━━━ DOCUMENT TEXT

Almost one year ago in response to the Covid 19 epidemic, the Australian Federal Government lifted the threshold for a creditor to issue a bankruptcy notice from $5,000 to $20000. The raised threshold was always intended to be a temporary measure to assist individuals and businesses navigating through uncertain times and for some the dramatic contraction of their sector.
With similar effect, the threshold for a creditor to issue a statutory demand increased from $2,000 to 20,000 with the timeframe for a response extended from 21 days to six months.
An initial concern with this move was that creditors may manage non-payment through harsh credit terms and shorter repayment periods. Additionally, the cost of directing corporations and debtors through the bankruptcy and liquidation process was seen to be exorbitant during a period where it is preferred (at least by the government) that capital be directed to sustain business through an uncertain period.
Even before the pandemic hit our shores there has been an effort by the Australian Banking Association and other consumer groups pushing the government for a review to raise the bankruptcy threshold amid concerns of assertive action taken by the collection agencies.

━━━━━━

CHECK YOUR UNDERSTANDING
[1] In the text on Australia's raised insolvency thresholds, how long did creditors' statutory demands give debtors to respond after the change?
[2] Extend the piece on Australia's raised insolvency thresholds, picking up after its last sentence.

━━━ DATA EXCERPTS

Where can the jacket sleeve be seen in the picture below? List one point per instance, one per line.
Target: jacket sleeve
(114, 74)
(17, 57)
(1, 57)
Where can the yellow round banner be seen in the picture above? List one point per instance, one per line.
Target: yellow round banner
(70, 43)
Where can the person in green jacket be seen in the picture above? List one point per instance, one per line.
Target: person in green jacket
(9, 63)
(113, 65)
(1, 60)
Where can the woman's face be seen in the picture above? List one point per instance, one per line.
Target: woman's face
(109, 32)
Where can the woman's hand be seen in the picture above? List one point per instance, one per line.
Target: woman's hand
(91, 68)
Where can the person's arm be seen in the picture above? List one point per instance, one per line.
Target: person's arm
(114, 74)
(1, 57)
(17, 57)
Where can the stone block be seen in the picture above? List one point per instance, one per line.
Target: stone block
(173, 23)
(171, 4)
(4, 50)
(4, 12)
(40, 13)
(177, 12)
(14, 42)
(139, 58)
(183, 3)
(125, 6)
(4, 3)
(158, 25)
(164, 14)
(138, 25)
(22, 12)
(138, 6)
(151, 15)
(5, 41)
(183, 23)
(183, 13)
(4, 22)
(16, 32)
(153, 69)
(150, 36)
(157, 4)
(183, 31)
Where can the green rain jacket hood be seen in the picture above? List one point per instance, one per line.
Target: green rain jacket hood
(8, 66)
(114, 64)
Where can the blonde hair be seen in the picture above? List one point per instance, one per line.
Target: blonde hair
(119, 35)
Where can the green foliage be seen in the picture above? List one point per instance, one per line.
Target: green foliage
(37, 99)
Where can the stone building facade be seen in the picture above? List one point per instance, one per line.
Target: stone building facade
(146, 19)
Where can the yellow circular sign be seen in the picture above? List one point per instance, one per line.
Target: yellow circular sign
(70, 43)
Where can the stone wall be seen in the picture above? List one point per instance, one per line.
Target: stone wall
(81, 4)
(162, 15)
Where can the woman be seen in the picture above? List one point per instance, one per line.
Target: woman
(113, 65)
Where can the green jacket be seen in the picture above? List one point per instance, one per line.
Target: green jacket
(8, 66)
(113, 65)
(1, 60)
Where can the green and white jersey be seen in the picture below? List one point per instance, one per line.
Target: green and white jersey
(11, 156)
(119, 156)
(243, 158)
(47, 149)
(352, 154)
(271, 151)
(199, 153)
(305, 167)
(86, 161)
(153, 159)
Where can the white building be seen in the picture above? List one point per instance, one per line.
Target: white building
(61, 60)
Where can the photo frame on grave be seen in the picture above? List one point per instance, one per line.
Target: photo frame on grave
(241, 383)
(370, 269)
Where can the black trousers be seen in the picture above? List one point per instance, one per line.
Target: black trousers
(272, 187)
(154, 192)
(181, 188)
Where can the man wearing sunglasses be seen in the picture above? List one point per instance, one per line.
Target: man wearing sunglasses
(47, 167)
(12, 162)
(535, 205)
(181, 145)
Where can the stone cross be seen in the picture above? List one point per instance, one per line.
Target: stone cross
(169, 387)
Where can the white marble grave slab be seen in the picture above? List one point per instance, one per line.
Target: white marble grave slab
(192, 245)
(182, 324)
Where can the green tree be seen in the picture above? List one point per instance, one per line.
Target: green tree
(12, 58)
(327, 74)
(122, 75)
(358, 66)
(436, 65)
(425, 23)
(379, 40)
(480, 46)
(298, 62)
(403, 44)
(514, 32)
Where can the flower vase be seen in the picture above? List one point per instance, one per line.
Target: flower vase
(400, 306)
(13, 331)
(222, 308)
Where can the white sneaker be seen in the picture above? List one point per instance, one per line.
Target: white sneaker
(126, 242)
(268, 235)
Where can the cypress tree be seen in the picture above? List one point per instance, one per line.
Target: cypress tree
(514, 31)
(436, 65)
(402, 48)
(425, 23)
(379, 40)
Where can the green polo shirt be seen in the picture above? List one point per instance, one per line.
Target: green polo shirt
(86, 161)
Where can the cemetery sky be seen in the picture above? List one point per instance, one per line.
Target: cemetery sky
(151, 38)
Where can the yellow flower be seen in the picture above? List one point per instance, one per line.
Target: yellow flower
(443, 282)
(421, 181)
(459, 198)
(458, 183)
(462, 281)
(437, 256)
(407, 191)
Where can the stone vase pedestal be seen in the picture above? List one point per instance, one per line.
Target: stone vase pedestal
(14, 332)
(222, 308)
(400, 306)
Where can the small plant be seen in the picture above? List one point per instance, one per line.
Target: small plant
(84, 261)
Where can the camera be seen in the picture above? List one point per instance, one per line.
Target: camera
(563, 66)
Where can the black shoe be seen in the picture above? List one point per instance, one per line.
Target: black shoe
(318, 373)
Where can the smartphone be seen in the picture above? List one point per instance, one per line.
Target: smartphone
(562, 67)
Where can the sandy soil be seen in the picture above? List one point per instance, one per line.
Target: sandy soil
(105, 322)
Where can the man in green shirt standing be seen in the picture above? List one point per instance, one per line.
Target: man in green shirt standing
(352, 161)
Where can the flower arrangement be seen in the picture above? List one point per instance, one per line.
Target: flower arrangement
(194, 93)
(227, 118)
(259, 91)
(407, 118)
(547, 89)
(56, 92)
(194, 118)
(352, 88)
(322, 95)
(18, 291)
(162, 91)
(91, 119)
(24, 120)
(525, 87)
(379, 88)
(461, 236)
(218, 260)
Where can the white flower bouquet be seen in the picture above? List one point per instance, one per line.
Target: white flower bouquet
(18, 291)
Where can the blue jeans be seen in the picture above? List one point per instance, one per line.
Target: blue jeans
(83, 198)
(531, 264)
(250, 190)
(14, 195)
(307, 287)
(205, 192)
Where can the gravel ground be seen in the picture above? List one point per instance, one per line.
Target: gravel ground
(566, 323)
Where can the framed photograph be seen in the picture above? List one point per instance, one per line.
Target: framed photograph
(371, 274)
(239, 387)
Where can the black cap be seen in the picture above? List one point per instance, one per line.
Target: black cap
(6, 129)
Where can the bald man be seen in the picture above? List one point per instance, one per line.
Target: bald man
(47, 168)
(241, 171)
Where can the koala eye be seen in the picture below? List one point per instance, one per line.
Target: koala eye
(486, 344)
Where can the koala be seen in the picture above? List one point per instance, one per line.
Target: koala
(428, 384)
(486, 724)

━━━━━━

ANSWERS TO THE TASKS
[1] Six months, up from 21 days.

[2]
Thankfully, with the Australian economy slowly emerging from hibernation, the minister for industrial relations permanently lifted the threshold to $10,000 on 1 January 2020.
The artificial reduction in bankruptcies prompted by the government’s actions are also accompanied with the Department reducing the exclusion period for individuals who have been declared bankrupt down to one year.
This is done to encourage sole traders to re enter the workforce and start new business activities. This is nothing new. the idea was first flouted to the Turnbull government back in 2017 upon a recommendation by the productivity commission.
The proposal stems from an amendment to the 1986 insolvency act in the United Kingdom which reduced the duration of bankruptcy from 3 years to 1. Although the reduction is designed to encourage bankrupts to re-enter business, it should be treated with some caution here in Australia. In the UK a bankrupt’s status is removed only 3 months after discharge. In Australia, the individual insolvency register lists their bankruptcy indefinitely.
Regardless though, the concerns of the business community appear to be addressed where the commission recommended that the court or a trustee retain the power to extend the period to up to eight years.
To sum up, the predominate concern with the easing of the thresholds is that it arrives at a time when the Reserve Bank has forewarned of a rise in corporate insolvencies and business failures. This comes at a time where the governments income support comes begins to taper off and businesses begin to re-adjust to a different economic climate.